Tuesday, April 15, 2014

Druids & Alchemy

I can't imagine there's anyone out there reading who hasn't come across this yet, but I had been working on redoing my sage abilities from ages ago.  The Work blog, that hasn't gotten that much attention, has new content, mostly applied to the cleric.  I've just put up a first one for the druid, which doesn't include as much as I'd like . . . but it talks about Alchemy, which I'd like to discuss here.

Here's the reprinted Alchemy section:

Amateur: distill liquid, identify substance, prepare ingestive poisons, smelt natural metals
Authority: fabricate minor acids, ointments & salves, identify uncommon substance, isolate gas, prepare insinuative poisons
Expert: fabricate & identify major ointments, paints & potions, smelt magical metals
Sage: fabricate exceptional elements

Each of the above presumes that the druid is in possession of the necessary space, tools, furnace, materials and ingredients required to create each of the above substances. It should also be clear that, unless the druid possesses other skills that may originate elsewhere, the various metals, earths, liquids and so on that are created cannot be then manufactured into items. For example, while the expert may be able to smelt mithril, it does not follow that the individual would then be able to process that metal into a sword or armor. Such would require an artisan with those skills. Similarly, while the druid might be able to create a potion of fire resistance, it does not then follow that this ability could be installed into a suit of armor or a helmet. The druid can create the potion, not the effect as it would occur in other mediums.

§ **Stated task a**: List the four skill levels named in the Alchemy section of the Druids & Alchemy post.
The rows that come next are unrelated to the Druids & Alchemy post.

§ **Data lines**:
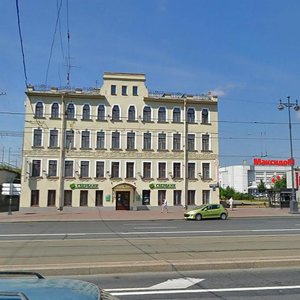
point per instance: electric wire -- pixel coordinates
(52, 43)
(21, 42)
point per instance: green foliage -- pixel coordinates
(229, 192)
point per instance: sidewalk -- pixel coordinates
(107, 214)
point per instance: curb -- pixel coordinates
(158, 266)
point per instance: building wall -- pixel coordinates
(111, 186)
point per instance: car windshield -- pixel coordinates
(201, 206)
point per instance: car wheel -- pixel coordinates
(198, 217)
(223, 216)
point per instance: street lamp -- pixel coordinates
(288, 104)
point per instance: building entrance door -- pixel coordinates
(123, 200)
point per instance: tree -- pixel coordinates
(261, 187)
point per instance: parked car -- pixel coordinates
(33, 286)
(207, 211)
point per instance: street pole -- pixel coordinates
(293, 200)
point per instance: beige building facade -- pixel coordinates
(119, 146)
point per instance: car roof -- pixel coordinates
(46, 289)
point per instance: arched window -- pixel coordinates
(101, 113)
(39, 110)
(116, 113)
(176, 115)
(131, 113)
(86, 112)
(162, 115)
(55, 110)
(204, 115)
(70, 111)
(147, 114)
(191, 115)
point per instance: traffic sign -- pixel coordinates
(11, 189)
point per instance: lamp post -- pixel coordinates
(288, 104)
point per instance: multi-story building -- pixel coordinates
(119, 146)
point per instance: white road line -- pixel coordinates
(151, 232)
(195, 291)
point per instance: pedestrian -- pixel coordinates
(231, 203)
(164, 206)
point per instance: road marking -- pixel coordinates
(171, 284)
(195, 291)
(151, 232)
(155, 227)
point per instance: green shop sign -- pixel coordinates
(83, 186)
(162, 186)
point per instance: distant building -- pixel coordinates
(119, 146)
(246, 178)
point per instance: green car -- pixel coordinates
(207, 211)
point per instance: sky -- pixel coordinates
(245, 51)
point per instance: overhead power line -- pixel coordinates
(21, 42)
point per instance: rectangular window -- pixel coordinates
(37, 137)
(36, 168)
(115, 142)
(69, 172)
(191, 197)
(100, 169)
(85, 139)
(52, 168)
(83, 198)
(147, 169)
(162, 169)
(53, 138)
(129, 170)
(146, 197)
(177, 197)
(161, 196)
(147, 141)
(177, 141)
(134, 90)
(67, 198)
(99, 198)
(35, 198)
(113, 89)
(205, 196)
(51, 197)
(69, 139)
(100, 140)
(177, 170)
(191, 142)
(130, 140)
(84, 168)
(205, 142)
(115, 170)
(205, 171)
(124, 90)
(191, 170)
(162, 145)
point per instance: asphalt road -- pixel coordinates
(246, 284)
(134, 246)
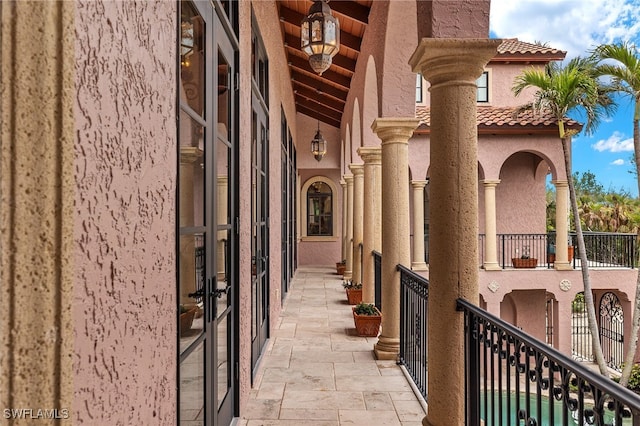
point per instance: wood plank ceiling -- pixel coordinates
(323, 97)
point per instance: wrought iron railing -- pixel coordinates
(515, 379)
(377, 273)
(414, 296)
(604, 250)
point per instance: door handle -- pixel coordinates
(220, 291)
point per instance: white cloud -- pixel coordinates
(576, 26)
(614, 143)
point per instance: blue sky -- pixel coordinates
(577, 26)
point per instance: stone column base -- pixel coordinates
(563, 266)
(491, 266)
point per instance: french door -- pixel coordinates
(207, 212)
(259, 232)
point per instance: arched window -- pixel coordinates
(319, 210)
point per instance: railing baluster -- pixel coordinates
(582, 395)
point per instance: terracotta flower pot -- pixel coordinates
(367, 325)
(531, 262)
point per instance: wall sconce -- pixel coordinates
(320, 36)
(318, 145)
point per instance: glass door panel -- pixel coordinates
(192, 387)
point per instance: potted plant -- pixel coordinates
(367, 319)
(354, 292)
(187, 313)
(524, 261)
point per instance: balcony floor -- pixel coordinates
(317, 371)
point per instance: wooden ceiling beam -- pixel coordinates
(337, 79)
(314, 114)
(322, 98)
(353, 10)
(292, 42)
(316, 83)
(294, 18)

§ **Stated task b**: Copy out the rows from the one containing "point per instance: wooden" down to the last row, including both of them.

§ **Task answer a**: Amateur, Authority, Expert, Sage

§ **Task answer b**:
point per instance: wooden ceiling beam -- pixel coordinates
(337, 79)
(314, 114)
(322, 98)
(353, 10)
(292, 42)
(316, 83)
(294, 18)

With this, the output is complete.